What is required:
Print the complete set of entries exactly.

Input for this task:
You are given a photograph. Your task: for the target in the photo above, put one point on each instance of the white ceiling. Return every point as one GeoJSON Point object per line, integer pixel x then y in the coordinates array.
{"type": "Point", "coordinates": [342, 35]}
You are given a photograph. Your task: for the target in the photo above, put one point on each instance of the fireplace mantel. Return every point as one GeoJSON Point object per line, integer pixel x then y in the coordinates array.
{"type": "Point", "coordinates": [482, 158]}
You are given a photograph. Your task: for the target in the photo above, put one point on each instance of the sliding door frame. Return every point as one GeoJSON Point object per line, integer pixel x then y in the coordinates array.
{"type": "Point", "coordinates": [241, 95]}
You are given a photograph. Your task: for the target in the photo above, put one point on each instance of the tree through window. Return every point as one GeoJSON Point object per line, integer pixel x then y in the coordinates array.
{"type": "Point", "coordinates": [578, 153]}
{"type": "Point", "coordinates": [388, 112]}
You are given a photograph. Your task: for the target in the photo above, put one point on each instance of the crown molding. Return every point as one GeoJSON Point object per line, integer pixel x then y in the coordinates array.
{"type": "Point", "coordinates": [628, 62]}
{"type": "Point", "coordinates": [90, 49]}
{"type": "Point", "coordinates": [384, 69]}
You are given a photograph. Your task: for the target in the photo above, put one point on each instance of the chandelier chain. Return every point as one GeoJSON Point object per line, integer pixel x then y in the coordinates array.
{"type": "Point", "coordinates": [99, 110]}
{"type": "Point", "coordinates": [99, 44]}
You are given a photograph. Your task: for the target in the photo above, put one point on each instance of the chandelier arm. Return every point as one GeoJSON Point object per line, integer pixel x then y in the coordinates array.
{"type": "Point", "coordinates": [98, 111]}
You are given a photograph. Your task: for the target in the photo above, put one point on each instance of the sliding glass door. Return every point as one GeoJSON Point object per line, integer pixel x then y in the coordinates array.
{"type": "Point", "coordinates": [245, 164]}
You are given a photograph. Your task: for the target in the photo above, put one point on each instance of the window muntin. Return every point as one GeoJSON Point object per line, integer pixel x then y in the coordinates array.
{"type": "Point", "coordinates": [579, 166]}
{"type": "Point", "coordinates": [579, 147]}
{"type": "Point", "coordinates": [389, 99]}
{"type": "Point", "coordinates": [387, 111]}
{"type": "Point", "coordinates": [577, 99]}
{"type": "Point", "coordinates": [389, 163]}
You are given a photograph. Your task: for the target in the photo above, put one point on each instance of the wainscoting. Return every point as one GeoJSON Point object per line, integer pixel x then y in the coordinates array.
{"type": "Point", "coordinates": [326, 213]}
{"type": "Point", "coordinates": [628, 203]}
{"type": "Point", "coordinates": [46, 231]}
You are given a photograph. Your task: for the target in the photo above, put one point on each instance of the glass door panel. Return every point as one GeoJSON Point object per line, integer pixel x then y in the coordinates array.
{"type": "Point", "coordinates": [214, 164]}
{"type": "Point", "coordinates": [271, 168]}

Answer for the task:
You are given a photograph. Your task: for the target in the photo above, put one point on each instance of the white ceiling. Return every point as one GeoJSON Point object per line, integer pixel x then y in the coordinates array.
{"type": "Point", "coordinates": [342, 35]}
You are given a photograph. Your task: for the target in the photo above, put one point on each instance of the fireplace mantel. Return every point as one GeoJSON Point object per line, integer pixel x then y in the coordinates array.
{"type": "Point", "coordinates": [482, 158]}
You are given a photograph. Your task: for the target in the photo above, put one point on each instance of the sliding door frame. Return every point as one GeoJSON Point object per line, integer pixel x then y in the coordinates array.
{"type": "Point", "coordinates": [241, 95]}
You are given a photograph. Your task: for the target in the photo above, put one point on each instance of the tree through window. Return every point as one GeoJSON Point object per line, integer pixel x then y in the coordinates array.
{"type": "Point", "coordinates": [578, 153]}
{"type": "Point", "coordinates": [388, 112]}
You are given a photograph. Your task: for the target in the photo above, put one point on each instance of the crown molding. Return every point as one GeoJSON Point object per line, integer pixel x then y in the coordinates array.
{"type": "Point", "coordinates": [628, 62]}
{"type": "Point", "coordinates": [90, 49]}
{"type": "Point", "coordinates": [384, 69]}
You are given a photograph. Your task: for the target in the photo above, put one point on each instance of the chandelier chain. Return every point as one GeoJSON Point object per line, integer pixel x then y in the coordinates array.
{"type": "Point", "coordinates": [99, 110]}
{"type": "Point", "coordinates": [99, 44]}
You are given a photograph. Your task: for the target in the photo above, put one point on each instance of the chandelier arm. Return every point as one GeoJSON Point object per line, integer pixel x then y in the coordinates array.
{"type": "Point", "coordinates": [98, 111]}
You are given a photograph. Your task: for the target in the photo above, put one point on each instance of the sliding glass door. Return every point as one GeoJSON Point object per line, integer pixel x then y in the coordinates array.
{"type": "Point", "coordinates": [245, 164]}
You are given a photograph. Your task: for the target in the photo above, put one point on each instance of the window muntin. Return every point as one GeoJSON Point object per line, integer pixel x then y in the coordinates array.
{"type": "Point", "coordinates": [579, 166]}
{"type": "Point", "coordinates": [579, 147]}
{"type": "Point", "coordinates": [389, 99]}
{"type": "Point", "coordinates": [387, 111]}
{"type": "Point", "coordinates": [577, 99]}
{"type": "Point", "coordinates": [389, 163]}
You are given a photograph. Your task: for the target in the photo above, put one point on each instance of the wainscoting. Return every point as one GeoJSON Point object per line, integer pixel x then y in the coordinates array.
{"type": "Point", "coordinates": [326, 213]}
{"type": "Point", "coordinates": [628, 203]}
{"type": "Point", "coordinates": [46, 231]}
You are given a photograph. Your task: for the target in the photo above, put one point on each instance of the glass door panel. Return every point as one GeoJSON Point object per line, integer pixel x then y in the coordinates array.
{"type": "Point", "coordinates": [214, 164]}
{"type": "Point", "coordinates": [271, 168]}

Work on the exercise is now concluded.